--- START ---
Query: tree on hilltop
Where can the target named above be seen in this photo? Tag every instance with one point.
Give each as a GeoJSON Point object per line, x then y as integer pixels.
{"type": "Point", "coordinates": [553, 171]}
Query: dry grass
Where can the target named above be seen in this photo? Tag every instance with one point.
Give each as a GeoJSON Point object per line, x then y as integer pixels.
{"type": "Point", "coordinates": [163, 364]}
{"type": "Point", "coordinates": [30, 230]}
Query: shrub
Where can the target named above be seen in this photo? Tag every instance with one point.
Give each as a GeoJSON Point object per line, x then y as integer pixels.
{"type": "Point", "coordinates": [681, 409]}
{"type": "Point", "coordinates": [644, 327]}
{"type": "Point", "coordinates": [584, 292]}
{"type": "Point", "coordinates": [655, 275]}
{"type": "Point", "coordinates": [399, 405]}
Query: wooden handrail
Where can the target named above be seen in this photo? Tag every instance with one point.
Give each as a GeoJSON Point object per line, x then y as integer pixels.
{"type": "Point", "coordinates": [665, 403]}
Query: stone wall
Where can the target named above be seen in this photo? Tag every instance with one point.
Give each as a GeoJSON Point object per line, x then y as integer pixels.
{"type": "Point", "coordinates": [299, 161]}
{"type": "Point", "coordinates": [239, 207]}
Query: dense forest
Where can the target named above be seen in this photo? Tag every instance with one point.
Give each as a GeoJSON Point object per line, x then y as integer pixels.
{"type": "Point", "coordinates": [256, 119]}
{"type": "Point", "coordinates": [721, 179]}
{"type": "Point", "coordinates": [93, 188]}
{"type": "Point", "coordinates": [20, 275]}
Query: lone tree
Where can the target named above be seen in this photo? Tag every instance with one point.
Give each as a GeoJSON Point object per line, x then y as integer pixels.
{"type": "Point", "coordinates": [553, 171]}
--- END ---
*Instruction:* Go through the material above line by line and copy it exactly.

*Result of this exercise:*
Query: tree on hilltop
Where can the target named above be seen in this photo? Tag every instance with one point.
Give each as a GeoJSON Point object per line, x then y as integer pixels.
{"type": "Point", "coordinates": [553, 171]}
Query: dry grass
Where can the target named above be seen in this photo? Tag every instance with one point.
Give each as a GeoJSON Point object per line, x then y as integer pixels.
{"type": "Point", "coordinates": [163, 364]}
{"type": "Point", "coordinates": [30, 230]}
Query: shrub
Where can the target named above be seen in this photo? Tag every instance with one point.
Give each as a GeoJSON Point object per line, x then y as integer pixels.
{"type": "Point", "coordinates": [681, 409]}
{"type": "Point", "coordinates": [644, 327]}
{"type": "Point", "coordinates": [584, 292]}
{"type": "Point", "coordinates": [655, 275]}
{"type": "Point", "coordinates": [399, 405]}
Query: wooden handrail
Where can the target named above be seen in this photo? Tag every instance with one point.
Give each as a GeoJSON Point object per line, x then y as integer pixels.
{"type": "Point", "coordinates": [665, 403]}
Query: stone wall
Where can the target named above be seen in this photo? Tag every instance with one point.
Give each as a GeoJSON Point object per line, x then y as integer pixels.
{"type": "Point", "coordinates": [299, 161]}
{"type": "Point", "coordinates": [239, 207]}
Query: dense forest
Where can the target named above be seen in this photo? Tag every instance with one point.
Give each as a GeoJSON Point object per line, x then y as integer pixels.
{"type": "Point", "coordinates": [256, 119]}
{"type": "Point", "coordinates": [721, 179]}
{"type": "Point", "coordinates": [93, 188]}
{"type": "Point", "coordinates": [20, 275]}
Query: lone tree
Where can the target named above be seen in this photo? Tag every instance with one point.
Give each as a GeoJSON Point object per line, x then y as integer pixels.
{"type": "Point", "coordinates": [553, 171]}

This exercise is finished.